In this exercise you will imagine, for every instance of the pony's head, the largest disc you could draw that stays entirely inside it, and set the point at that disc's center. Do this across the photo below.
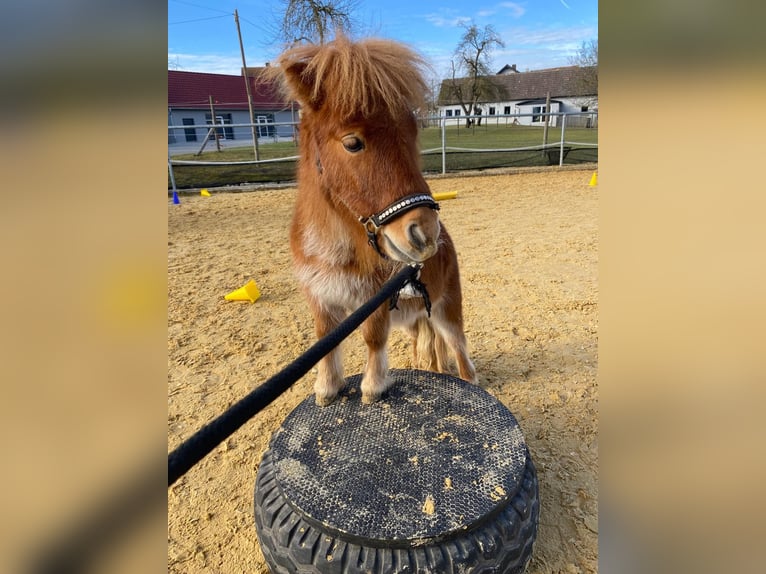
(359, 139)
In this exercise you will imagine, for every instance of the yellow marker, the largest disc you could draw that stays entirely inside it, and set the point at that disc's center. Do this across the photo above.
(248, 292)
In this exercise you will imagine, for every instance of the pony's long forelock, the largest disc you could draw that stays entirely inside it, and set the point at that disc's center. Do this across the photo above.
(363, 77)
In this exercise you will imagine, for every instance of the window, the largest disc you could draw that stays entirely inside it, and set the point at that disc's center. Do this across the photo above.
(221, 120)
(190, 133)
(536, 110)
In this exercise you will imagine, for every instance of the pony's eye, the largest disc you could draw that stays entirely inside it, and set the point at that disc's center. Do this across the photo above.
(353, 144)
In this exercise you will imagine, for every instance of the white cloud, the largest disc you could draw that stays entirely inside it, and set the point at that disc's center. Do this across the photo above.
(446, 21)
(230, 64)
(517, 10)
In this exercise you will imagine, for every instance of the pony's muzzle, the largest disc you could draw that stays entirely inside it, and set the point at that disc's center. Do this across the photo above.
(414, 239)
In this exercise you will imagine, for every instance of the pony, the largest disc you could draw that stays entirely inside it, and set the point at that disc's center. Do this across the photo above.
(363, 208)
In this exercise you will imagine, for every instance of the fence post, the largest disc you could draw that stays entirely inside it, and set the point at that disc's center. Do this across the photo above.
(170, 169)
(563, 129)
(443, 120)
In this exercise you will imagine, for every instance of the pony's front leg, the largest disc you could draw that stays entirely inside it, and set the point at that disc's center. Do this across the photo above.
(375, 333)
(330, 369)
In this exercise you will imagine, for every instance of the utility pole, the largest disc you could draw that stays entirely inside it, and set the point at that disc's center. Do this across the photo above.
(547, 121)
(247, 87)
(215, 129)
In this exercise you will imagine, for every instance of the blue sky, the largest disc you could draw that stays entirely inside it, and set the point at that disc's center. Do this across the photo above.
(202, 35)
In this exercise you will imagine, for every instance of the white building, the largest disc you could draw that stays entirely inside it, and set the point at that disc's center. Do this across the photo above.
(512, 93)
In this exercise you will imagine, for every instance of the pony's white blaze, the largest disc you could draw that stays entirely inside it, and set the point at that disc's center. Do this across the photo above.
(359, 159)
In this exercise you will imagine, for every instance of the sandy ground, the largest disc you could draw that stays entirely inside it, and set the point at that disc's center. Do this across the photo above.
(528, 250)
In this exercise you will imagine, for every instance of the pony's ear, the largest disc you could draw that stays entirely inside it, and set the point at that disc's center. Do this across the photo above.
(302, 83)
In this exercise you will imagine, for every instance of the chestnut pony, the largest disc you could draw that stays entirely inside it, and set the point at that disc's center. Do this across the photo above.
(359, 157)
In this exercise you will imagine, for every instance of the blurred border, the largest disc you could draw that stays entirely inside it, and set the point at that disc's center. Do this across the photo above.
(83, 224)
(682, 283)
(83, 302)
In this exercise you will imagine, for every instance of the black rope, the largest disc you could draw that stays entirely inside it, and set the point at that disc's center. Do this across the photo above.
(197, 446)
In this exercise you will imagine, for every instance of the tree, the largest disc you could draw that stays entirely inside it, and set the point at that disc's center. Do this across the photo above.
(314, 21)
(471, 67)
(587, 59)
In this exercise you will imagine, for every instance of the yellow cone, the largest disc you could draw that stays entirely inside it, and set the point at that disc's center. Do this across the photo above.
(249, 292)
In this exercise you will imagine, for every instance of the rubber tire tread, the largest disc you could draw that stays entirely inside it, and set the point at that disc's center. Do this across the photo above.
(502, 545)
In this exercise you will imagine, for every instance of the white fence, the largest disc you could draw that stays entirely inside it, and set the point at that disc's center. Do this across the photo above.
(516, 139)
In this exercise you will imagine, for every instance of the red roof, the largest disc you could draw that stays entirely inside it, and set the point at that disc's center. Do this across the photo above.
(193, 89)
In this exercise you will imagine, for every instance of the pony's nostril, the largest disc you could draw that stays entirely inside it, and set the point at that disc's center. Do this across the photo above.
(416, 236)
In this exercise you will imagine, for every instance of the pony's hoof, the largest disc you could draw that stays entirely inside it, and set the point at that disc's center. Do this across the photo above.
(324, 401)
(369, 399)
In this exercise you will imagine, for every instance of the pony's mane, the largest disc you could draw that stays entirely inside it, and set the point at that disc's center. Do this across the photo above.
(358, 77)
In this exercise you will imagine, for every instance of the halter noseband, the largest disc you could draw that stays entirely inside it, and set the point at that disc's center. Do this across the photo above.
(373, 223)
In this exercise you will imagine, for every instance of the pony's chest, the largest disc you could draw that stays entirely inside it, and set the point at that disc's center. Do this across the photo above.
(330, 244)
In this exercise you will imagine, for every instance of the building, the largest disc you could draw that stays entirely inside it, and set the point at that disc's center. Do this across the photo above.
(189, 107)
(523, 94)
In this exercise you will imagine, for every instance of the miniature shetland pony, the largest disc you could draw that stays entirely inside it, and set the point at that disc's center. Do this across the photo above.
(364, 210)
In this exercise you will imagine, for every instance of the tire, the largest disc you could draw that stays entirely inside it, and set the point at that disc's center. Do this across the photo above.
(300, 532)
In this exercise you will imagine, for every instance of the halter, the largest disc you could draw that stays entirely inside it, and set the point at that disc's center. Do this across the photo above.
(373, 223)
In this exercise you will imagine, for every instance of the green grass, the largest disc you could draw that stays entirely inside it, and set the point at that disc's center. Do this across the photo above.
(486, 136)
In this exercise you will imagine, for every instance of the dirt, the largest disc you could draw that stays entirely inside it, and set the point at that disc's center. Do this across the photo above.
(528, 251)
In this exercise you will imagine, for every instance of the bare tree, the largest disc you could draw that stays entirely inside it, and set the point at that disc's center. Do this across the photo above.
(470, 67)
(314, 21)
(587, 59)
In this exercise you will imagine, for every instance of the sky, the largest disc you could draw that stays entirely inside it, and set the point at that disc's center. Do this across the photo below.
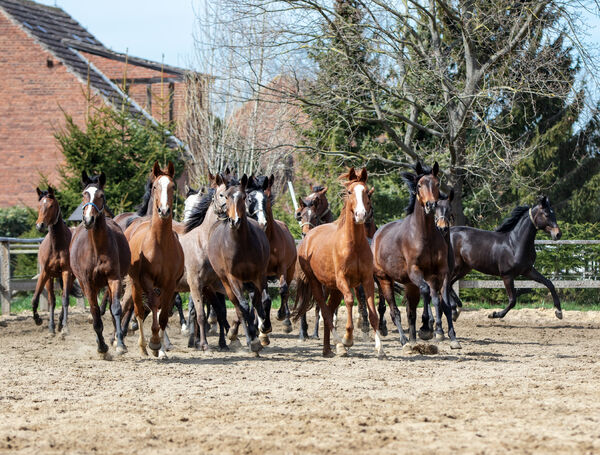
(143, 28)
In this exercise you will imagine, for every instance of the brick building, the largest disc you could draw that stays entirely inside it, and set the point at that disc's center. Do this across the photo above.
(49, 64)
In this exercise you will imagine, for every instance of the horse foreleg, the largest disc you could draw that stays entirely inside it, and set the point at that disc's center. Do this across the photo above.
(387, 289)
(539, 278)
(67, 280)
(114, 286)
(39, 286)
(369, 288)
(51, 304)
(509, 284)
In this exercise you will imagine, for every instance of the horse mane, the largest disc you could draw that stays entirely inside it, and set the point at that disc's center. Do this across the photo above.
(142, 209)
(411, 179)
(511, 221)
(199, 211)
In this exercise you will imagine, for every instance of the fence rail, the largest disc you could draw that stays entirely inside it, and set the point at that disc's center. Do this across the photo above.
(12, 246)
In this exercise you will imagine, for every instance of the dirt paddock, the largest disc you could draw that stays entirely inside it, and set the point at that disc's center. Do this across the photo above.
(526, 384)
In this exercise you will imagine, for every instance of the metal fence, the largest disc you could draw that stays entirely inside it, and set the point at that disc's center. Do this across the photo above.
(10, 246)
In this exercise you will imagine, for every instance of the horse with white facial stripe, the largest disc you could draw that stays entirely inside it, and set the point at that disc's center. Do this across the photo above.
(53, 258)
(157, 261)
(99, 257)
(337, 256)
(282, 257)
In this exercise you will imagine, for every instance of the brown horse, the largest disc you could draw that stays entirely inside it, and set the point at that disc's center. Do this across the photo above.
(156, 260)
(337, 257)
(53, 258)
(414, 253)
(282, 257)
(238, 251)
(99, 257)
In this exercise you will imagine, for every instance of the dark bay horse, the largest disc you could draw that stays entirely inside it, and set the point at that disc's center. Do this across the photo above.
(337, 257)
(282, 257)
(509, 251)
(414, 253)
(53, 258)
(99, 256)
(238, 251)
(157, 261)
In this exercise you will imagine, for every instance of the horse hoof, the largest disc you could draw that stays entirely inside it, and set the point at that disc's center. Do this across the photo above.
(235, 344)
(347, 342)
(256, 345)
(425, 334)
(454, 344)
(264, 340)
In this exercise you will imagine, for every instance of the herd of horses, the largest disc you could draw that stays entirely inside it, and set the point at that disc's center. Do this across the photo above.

---

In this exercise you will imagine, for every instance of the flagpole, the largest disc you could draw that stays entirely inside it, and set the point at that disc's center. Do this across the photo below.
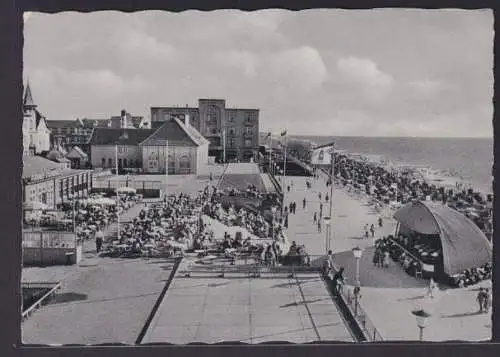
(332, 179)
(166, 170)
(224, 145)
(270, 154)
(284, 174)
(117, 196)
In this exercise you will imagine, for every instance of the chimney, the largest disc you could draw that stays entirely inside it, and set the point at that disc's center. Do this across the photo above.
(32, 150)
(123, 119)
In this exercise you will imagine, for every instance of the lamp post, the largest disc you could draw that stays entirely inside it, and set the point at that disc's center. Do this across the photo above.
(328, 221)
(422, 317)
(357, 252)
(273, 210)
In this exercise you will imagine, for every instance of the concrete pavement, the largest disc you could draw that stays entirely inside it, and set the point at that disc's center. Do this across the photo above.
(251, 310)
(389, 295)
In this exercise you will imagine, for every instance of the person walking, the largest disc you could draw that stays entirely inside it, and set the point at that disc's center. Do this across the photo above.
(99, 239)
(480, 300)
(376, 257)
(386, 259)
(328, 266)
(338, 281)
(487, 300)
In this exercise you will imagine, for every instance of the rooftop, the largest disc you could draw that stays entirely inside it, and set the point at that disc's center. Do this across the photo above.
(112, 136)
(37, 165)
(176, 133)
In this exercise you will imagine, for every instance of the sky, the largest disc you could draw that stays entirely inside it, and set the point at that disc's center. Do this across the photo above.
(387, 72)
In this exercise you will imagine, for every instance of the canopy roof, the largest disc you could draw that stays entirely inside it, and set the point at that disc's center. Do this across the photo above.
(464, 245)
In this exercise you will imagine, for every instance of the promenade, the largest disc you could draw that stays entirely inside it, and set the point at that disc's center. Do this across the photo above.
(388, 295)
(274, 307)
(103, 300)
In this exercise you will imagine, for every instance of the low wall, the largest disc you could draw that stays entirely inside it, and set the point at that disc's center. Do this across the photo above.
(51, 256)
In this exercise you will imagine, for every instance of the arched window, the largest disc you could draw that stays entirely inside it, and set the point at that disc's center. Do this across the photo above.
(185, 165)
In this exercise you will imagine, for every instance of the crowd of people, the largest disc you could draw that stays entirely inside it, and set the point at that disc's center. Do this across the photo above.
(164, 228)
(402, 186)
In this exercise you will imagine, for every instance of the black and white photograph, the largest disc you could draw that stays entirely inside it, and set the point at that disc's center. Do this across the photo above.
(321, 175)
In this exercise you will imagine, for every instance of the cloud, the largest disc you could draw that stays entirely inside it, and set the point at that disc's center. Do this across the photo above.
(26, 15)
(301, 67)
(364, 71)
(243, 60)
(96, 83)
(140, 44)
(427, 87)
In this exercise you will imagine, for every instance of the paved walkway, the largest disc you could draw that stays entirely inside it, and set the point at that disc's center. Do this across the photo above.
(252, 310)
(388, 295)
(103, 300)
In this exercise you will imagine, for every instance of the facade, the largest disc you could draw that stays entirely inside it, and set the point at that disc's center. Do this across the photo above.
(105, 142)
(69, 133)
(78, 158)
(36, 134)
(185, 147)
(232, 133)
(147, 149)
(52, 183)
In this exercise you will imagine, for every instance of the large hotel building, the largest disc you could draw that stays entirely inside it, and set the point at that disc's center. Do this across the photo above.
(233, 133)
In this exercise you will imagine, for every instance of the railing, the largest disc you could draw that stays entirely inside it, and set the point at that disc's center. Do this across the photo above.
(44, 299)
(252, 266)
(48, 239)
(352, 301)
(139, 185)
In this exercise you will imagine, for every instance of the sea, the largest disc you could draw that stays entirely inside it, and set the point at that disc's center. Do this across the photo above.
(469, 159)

- _Aim of the task_:
Give back each line of the rows above that contains the word "blue". Case counts.

- _The solution_:
In this exercise you will imagine, for every instance of the blue sky, the largest disc you could draw that stays entirely inside it, and set the point at that disc's center. Do this across the photo above.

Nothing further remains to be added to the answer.